-- start DATA RECORDS --
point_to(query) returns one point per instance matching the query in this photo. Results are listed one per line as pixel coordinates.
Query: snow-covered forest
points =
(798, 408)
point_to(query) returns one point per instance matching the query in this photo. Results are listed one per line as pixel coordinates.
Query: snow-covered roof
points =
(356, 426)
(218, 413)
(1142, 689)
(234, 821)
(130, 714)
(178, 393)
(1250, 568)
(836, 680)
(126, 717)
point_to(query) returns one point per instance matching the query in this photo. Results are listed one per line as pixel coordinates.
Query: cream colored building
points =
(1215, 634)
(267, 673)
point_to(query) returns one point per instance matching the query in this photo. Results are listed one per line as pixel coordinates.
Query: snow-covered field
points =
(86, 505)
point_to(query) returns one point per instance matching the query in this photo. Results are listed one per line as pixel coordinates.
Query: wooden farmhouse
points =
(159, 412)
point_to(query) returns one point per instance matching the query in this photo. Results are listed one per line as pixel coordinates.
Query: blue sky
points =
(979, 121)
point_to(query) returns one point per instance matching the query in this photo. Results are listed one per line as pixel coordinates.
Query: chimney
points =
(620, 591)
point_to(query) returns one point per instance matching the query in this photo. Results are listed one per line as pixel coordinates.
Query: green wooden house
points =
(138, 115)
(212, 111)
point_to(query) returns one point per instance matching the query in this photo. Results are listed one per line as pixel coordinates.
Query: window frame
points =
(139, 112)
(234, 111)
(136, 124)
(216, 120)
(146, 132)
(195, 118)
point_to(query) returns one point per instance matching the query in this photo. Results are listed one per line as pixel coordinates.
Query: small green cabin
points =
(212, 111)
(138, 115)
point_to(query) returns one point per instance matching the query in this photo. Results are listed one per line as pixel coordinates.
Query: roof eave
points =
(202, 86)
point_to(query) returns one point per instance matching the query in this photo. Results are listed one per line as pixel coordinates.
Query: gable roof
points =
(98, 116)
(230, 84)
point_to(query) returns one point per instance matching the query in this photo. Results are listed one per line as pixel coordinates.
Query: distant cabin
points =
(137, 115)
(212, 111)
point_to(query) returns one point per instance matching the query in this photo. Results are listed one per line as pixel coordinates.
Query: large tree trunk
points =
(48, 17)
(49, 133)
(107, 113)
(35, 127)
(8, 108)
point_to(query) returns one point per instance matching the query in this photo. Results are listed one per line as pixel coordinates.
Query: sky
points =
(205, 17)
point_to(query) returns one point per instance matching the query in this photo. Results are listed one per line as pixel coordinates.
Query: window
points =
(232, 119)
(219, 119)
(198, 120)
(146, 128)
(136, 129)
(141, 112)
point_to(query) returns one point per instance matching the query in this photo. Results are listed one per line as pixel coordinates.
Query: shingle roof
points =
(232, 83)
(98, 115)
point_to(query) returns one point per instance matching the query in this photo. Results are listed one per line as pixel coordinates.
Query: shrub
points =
-- end DATA RECORDS --
WHAT NEEDS TO BE DONE: Reproduce each record exactly as it appears.

SOLUTION BELOW:
point_to(query) returns one point per instance matching the query in this photo. Results are listed one per line as pixel coordinates.
Query: snow-covered forest
points =
(798, 408)
point_to(query) returns one point per instance matching the query in this photo. Results are listed one per line as pixel coordinates.
Query: snow-covered roof
points =
(356, 426)
(218, 413)
(1142, 689)
(234, 821)
(130, 714)
(178, 393)
(1250, 568)
(836, 680)
(126, 717)
point_to(query) returns one point per instance matching the query in this photo. Results are listed one per line as pixel coordinates.
Query: cream colored building
points =
(1215, 634)
(267, 673)
point_to(query) returns one point per instance matching the query in this photo. Results are listed one per line as pixel coordinates.
Query: snow-covered field
points =
(86, 505)
point_to(query) returns one point per instance matching the query in this photo. Results are listed one per line as pixel coordinates.
Query: wooden farmhouse
points =
(159, 412)
point_to(query) returns one point per instance matching the query in this photo. Results are listed one per line as pixel coordinates.
Query: blue sky
points =
(979, 121)
point_to(query) returns one point per instance matching the query in this photo. Results are listed one per line as pixel coordinates.
Query: chimney
points =
(620, 591)
point_to(query) returns one point per instance matching the query in this photo. Results are listed one per line as pixel coordinates.
Query: green wooden house
points =
(138, 115)
(212, 111)
point_to(query) returns one point per instance matching the query in this photo. Results are listed one per line as pixel coordinates.
Query: window frame
points =
(139, 112)
(234, 111)
(136, 124)
(216, 120)
(146, 132)
(195, 118)
point_to(query) returns one point per instance matching the query in this photo. Results are listed one per line as pixel coordinates.
Query: small green cabin
points =
(212, 111)
(138, 115)
point_to(query) returns one point per instance matching the query in this photo. Results are listed one per line as pixel coordinates.
Query: roof eave
points =
(202, 86)
point_to(query) returns one point per instance matching the query in this photo. Results are listed one per line as pixel coordinates.
Query: gable roof
points =
(98, 116)
(230, 84)
point_to(query) returns one point per instance matching the query in this photo. Results are listed one per line as pixel coordinates.
Query: distant cabin
points =
(137, 115)
(212, 111)
point_to(query) returns one point per instance matching the query in this photo. Results are listed one per line as pixel coordinates.
Query: large tree trunk
points =
(48, 17)
(49, 133)
(107, 113)
(35, 127)
(8, 108)
point_to(query) returns one point per instance matching the query in this photo. Results are listed one per line as pixel coordinates.
Query: sky
points =
(205, 17)
point_to(query) returns one point per instance matching the query in this photo. Results are listed one per line as pixel coordinates.
Query: window
points =
(232, 119)
(219, 119)
(198, 120)
(146, 128)
(136, 129)
(141, 112)
point_to(query) returns one point per instance matching the query in this photo. Results are listed one per line as pixel coordinates.
Query: shingle roof
points =
(232, 83)
(98, 115)
point_to(query) returns one point per instance matching the query in this photo. Results are listed one per line as pixel coordinates.
Query: shrub
points =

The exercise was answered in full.